━━━ Excerpted records

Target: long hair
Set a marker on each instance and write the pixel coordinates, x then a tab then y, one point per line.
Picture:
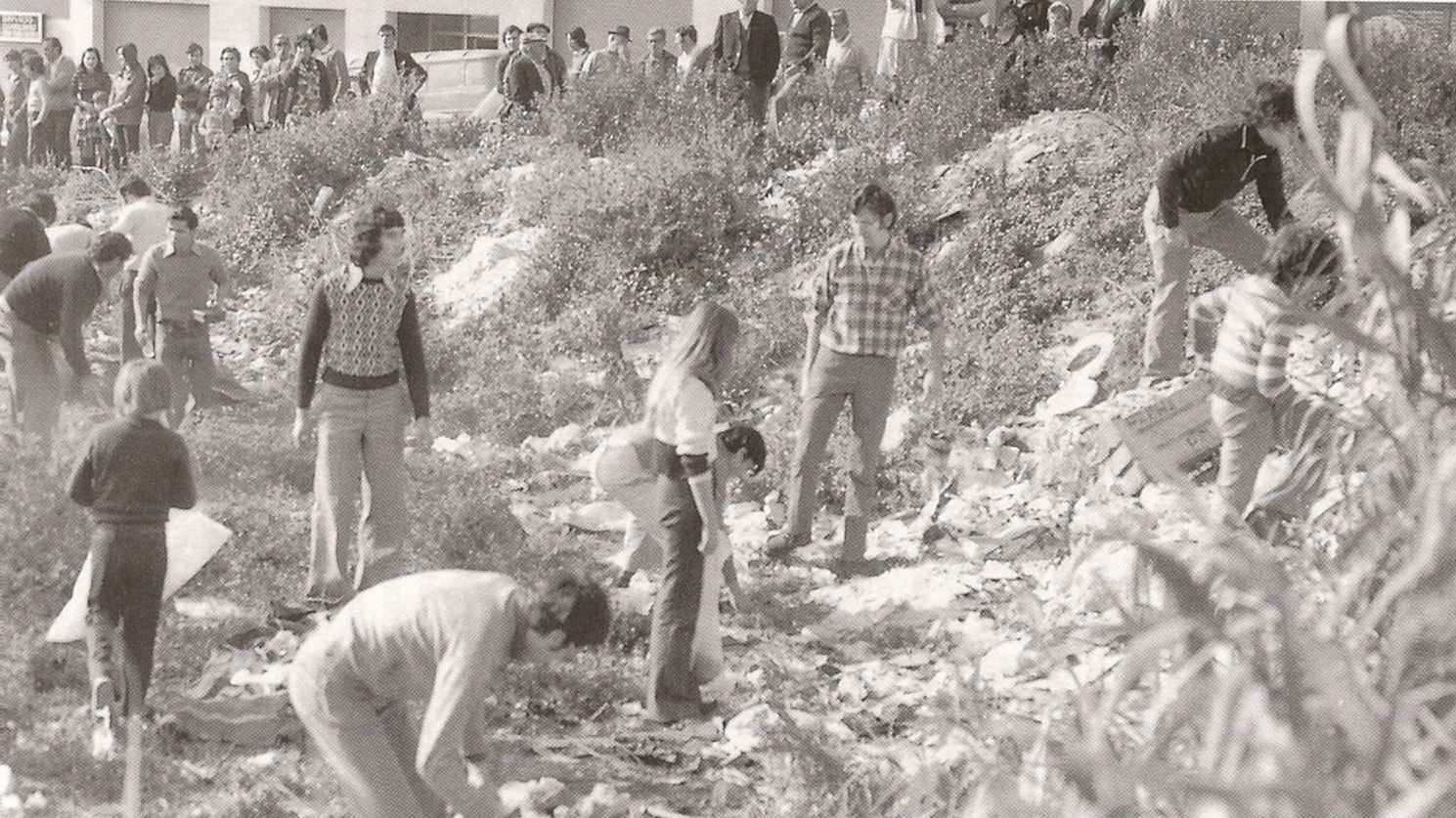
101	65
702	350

━━━━━━
━━━ Excerpted records

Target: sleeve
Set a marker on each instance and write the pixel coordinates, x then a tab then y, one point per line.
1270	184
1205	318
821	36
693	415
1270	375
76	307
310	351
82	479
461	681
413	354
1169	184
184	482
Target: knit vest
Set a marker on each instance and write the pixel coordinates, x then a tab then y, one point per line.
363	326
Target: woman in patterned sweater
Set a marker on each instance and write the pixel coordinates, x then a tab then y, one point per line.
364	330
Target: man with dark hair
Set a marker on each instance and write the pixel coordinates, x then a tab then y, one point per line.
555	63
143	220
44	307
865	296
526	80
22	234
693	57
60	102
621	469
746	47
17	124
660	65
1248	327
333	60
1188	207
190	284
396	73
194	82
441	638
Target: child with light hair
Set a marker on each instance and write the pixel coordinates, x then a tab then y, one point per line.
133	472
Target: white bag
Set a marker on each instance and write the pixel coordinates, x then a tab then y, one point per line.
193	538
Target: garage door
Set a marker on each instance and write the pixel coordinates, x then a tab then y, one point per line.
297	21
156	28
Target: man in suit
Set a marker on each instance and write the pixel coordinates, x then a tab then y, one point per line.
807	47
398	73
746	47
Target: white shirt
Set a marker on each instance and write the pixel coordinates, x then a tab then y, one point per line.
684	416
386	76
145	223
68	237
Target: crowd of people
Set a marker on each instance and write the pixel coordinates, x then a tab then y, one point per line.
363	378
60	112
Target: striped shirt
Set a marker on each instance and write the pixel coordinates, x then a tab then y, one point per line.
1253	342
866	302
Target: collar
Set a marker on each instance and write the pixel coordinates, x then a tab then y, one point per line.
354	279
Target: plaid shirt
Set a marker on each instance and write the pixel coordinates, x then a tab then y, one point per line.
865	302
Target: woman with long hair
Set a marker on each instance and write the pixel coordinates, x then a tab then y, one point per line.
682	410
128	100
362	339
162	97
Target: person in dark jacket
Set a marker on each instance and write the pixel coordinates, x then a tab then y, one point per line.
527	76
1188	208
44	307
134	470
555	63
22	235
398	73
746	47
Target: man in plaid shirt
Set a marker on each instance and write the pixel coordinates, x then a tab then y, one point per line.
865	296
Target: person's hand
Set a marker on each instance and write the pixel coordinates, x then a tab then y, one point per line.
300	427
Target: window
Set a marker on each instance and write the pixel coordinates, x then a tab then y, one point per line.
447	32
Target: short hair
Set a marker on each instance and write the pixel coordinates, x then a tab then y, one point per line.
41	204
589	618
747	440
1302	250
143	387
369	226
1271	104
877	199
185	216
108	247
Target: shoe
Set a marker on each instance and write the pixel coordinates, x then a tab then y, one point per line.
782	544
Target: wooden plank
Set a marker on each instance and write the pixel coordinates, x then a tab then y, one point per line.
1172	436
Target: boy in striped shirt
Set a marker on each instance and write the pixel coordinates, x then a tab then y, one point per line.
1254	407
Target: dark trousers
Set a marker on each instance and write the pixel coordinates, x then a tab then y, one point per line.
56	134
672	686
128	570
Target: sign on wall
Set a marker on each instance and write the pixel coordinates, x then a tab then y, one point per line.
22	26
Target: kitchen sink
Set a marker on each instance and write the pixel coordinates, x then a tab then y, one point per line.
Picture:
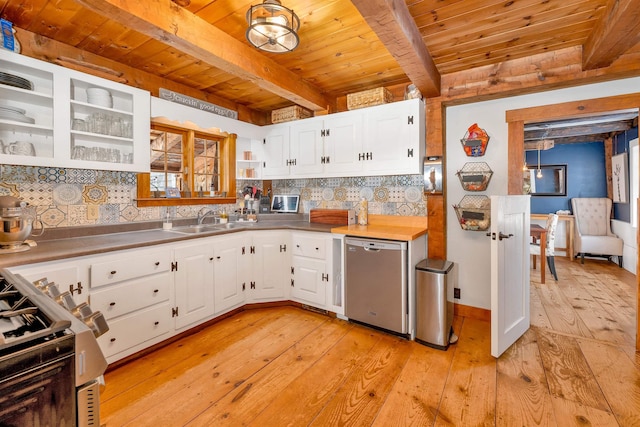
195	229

━━━━━━

Work item -
List, from the entries above, every line in which the word "with" shows up.

Solution to this task -
Target: man with dark hair
Target: child with light hair
Target: woman with long hair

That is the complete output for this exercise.